A little problem that always has some interest for pupils is one that Napoleon is said to have suggested to his staff on his voyage to Egypt: To divide a circle into four equal parts by the use of circles alone.
Here the circles B are tangent to the circle A at the points of division. Furthermore, considering areas, and taking r as the radius of A, we have A = [pi]r^2, and B = [pi](r/2)^2. Hence B = 1/4A, or the sum of the areas of the four circles B equals the area of A. Hence the four D's must equal the four C's, and D = C. The rest of the argument is evident. The problem has some interest to pupils aside from the original question suggested by Napoleon.
At the close of plane geometry teachers may find it helpful to have the class make a list of the propositions that are actually used in proving other propositions, and to have it appear what ones are proved by them. This forms a kind of genealogical tree that serves to fix the parent propositions in mind. Such a work may also be carried on at the close of each book, if desired. It should be understood, however, that certain propositions are used in the exercises, even though they are not referred to in subsequent propositions, so that their omission must not be construed to mean that they are not important.

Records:
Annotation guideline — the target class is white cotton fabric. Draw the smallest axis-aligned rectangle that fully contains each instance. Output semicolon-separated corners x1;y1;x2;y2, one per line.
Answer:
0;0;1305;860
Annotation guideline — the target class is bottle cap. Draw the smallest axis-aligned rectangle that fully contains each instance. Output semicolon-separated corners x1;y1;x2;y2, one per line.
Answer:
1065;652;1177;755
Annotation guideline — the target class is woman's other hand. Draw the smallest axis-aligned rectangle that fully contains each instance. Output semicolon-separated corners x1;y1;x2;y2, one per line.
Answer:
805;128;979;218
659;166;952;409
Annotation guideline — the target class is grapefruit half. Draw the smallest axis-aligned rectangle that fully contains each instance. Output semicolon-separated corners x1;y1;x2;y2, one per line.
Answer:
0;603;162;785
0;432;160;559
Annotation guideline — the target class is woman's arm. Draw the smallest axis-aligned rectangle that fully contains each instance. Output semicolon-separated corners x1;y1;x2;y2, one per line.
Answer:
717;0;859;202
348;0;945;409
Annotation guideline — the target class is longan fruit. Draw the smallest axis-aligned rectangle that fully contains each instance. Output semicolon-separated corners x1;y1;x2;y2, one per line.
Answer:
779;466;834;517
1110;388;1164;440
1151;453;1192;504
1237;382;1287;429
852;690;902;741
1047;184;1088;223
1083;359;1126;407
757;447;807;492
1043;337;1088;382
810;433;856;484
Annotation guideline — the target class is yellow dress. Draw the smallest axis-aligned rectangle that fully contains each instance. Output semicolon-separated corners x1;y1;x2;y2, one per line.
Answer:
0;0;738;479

--

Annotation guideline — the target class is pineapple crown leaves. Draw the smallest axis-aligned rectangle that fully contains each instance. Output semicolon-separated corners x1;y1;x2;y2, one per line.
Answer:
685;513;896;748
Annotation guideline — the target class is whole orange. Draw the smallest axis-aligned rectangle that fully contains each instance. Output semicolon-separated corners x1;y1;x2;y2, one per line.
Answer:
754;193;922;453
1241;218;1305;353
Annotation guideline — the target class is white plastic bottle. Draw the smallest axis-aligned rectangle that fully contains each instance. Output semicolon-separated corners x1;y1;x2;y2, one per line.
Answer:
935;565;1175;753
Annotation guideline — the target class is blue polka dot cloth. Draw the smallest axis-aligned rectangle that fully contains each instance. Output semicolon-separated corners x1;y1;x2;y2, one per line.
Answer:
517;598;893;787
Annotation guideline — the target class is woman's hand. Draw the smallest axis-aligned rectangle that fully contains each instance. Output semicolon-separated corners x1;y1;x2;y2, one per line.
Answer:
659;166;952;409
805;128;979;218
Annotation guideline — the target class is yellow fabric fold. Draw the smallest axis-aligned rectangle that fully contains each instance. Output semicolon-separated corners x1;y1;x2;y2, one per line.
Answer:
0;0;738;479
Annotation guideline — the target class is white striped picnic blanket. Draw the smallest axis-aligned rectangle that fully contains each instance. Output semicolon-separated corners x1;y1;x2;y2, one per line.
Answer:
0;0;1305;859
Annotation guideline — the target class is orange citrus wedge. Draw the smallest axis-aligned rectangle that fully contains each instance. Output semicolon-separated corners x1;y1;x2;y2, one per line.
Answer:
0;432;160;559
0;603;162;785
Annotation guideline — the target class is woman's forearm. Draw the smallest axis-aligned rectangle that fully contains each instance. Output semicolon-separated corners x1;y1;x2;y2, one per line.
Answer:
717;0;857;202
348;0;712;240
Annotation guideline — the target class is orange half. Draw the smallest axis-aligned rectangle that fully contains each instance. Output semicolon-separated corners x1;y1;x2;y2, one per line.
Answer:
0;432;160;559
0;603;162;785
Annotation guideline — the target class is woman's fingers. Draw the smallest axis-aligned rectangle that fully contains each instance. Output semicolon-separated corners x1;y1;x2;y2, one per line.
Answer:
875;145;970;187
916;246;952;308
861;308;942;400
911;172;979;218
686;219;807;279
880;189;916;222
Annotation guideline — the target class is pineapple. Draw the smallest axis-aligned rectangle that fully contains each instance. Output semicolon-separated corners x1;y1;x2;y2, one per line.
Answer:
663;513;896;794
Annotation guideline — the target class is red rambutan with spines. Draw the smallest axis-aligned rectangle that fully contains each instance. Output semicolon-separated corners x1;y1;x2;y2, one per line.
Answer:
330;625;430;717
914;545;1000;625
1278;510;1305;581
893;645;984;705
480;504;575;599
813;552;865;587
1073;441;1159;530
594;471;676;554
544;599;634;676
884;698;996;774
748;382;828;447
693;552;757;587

---

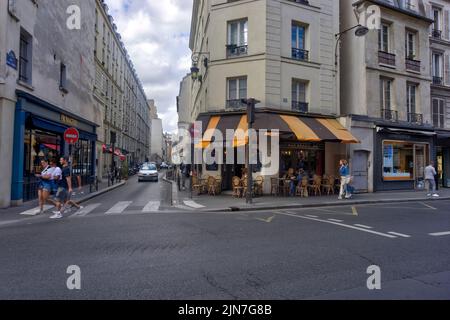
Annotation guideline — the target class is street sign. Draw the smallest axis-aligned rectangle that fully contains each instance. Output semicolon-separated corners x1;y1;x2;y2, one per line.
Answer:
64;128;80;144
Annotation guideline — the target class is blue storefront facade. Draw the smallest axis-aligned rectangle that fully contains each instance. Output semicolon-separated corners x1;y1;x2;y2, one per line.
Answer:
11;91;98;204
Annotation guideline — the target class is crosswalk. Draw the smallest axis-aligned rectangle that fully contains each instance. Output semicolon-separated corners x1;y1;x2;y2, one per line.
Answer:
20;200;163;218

# Prompt A
Reproduce everything in the geometry passage from "A little problem" down to "of circles alone.".
# Prompt B
Write out every equation in the geometry passage that uses an equals sign.
Base your answers on the geometry passage alone.

# Reply A
A little problem that always has some interest for pupils is one that Napoleon is said to have suggested to his staff on his voyage to Egypt: To divide a circle into four equal parts by the use of circles alone.

# Reply B
A = [pi]r^2
B = [pi](r/2)^2
B = 1/4A
D = C